> [Problem] Copy out all of the data below line for line, without any changes, but omit the pictures.
>> start
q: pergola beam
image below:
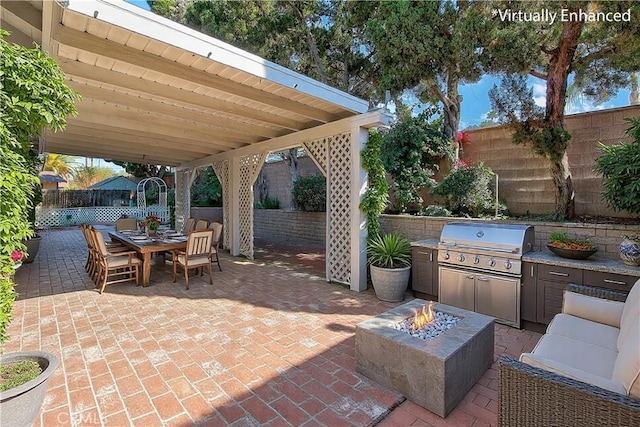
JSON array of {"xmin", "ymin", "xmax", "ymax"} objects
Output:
[
  {"xmin": 53, "ymin": 26, "xmax": 337, "ymax": 123},
  {"xmin": 179, "ymin": 110, "xmax": 390, "ymax": 169}
]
>> end
> [Correct answer]
q: pergola beam
image below:
JSON array of {"xmin", "ymin", "xmax", "ymax"} objects
Output:
[
  {"xmin": 53, "ymin": 26, "xmax": 337, "ymax": 123},
  {"xmin": 179, "ymin": 110, "xmax": 390, "ymax": 169}
]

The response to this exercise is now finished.